**Task description**
Rewrite every item below, replacing "deepest" with "innermost" wherever it occurs and leaving everything else unchanged.
── Records for this exercise ──
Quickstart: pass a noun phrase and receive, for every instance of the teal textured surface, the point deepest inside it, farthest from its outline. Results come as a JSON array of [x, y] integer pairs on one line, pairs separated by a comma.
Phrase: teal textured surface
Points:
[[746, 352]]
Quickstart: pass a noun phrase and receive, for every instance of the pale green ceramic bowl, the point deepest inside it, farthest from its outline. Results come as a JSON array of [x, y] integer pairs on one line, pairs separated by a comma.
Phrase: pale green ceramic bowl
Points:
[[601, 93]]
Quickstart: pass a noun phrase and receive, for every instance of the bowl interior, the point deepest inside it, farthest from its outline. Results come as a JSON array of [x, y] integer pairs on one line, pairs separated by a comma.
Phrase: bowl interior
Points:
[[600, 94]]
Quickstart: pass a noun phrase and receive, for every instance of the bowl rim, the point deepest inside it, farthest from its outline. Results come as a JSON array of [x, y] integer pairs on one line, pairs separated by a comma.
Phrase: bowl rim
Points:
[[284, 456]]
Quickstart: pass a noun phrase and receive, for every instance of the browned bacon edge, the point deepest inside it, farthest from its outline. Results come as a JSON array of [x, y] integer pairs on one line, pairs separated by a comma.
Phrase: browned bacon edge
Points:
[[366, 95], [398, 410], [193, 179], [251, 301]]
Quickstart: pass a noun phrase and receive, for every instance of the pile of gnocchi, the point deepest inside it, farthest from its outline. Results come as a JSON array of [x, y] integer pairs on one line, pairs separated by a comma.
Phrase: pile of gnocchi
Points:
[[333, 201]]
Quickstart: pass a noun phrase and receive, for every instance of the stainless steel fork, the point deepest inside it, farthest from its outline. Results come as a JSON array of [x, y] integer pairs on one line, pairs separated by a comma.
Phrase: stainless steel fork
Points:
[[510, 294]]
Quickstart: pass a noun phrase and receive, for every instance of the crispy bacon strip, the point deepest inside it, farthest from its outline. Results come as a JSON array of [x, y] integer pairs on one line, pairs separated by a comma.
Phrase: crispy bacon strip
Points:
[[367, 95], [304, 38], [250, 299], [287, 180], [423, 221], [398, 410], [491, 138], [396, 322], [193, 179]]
───
**Problem solution**
Quickstart: pass a noun phrase and receive, for every instance of the teal textured surface, the point innermost inside it, farthest from its outline. Results come as a JSON array of [x, y] integer pairs on one line, pairs separated by a comma.
Phrase: teal textured surface
Points:
[[746, 352]]
Quickstart: pass a noun phrase and receive, for every instance of the pale green ceramic bowl, the point innermost inside it, farthest from its outline. Results come as a JSON array of [x, y] integer pairs on one line, pairs separated by a comma.
Phrase: pale green ceramic bowl
Points:
[[601, 93]]
Quickstart: pass a noun phrase and receive, for every instance of the bowl interior, the point innermost inside it, farthest from its outline. Results come as a JSON array of [x, y] integer pairs on one line, pairs separated by a comma.
Phrase: bowl interior
Points:
[[600, 94]]
Quickstart: pass a noun phrase and receive, for every instance of the bowl rim, the point innermost inside it, farthest from its outline. Results come as a JSON array of [x, y] integer pairs on one line, pairs separated by a comma.
Phrase: bowl rim
Points:
[[284, 456]]
Quickstart: pass a noun phrase and receive, for every instance of the browned bacon edge, the point innermost inside it, farthest from its outline. Results come as a JSON array of [x, y] integer pairs on one line, pairs separated by a comma.
Phrase: browned bacon edge
Points:
[[366, 95], [398, 410], [193, 179], [251, 301]]
Quickstart: pass a noun phrase and receive, for every instance of the pile of gnocchi, the point innermost inside it, farthest from its outline. Results come as a JSON array of [x, y] integer pairs on one line, pairs separated by a comma.
Phrase: pile of gnocchi
Points:
[[333, 201]]
Quickstart: pass a noun phrase and receive, for every instance of the stainless steel fork, the point innermost inside it, farthest from its outline. Results come as a JSON array of [x, y] integer pairs on one line, pairs separated by a comma.
Phrase: stainless steel fork
Points:
[[510, 294]]
Quickstart: pass a noun phrase and receive, for every instance of the crispy bacon strip, the point innermost inside it, farthest from its outline. Results come as a JSON array of [x, y] integer pairs on one line, pairs separated by a comma.
Phrase: crispy bacon strip
Points:
[[367, 95], [304, 38], [250, 299], [287, 180], [423, 221], [398, 410], [491, 138], [396, 322], [193, 179]]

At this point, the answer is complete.